-- begin Dataset content --

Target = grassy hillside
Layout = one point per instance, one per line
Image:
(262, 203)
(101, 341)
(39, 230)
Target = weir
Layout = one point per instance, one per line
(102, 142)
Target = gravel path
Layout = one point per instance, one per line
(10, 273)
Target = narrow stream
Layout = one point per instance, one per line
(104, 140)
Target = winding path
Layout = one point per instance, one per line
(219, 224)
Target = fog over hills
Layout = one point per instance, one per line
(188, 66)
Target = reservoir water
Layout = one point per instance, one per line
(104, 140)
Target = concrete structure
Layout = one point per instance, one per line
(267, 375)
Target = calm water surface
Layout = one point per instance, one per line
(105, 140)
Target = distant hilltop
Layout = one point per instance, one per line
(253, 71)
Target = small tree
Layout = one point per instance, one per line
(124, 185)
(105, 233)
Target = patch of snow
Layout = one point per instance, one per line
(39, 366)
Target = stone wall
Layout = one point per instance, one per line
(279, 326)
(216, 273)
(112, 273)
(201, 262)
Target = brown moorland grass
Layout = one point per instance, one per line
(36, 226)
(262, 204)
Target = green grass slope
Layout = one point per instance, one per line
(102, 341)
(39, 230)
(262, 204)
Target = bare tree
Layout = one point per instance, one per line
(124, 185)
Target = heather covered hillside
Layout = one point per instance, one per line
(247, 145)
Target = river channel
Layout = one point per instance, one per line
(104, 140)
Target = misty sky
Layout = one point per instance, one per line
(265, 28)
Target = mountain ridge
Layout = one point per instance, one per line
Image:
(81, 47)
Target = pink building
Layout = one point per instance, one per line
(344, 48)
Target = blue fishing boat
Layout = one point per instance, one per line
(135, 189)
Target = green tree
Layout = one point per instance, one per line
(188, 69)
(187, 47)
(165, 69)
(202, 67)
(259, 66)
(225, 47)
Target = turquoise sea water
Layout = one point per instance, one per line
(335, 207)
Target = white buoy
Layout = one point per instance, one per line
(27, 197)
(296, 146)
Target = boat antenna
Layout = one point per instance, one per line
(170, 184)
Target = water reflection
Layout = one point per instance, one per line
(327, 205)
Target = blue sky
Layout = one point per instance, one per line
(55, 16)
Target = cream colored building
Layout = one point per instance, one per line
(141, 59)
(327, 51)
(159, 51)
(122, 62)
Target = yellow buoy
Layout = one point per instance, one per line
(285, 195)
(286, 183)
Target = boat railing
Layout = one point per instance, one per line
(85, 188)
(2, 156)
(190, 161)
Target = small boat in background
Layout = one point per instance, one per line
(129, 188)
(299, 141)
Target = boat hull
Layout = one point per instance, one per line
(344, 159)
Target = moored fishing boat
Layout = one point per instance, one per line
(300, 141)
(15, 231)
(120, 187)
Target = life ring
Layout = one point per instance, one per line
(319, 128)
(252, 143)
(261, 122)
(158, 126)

-- end Dataset content --

### What you should do
Using the material above, reproduce exactly the line that contains "Target = cream colored building" and all lines after it through the last one, and only those.

### Result
Target = cream colored building
Layout = one point per instance, one per line
(141, 59)
(327, 51)
(159, 51)
(122, 62)
Target = yellow buoy
Layout = one point per instance, one per line
(285, 195)
(286, 183)
Target = boat railing
Layout = one point per instance, one per line
(85, 188)
(2, 156)
(190, 161)
Target = small boat in background
Layout = one point per instance, one per line
(129, 188)
(299, 141)
Target = boat hull
Layout = one point per instance, one per line
(344, 159)
Target = moored fishing boat
Layout = one point per instance, one per line
(300, 141)
(15, 231)
(120, 187)
Target = life ring
Layout = one point per instance, one per line
(319, 128)
(252, 143)
(261, 122)
(158, 126)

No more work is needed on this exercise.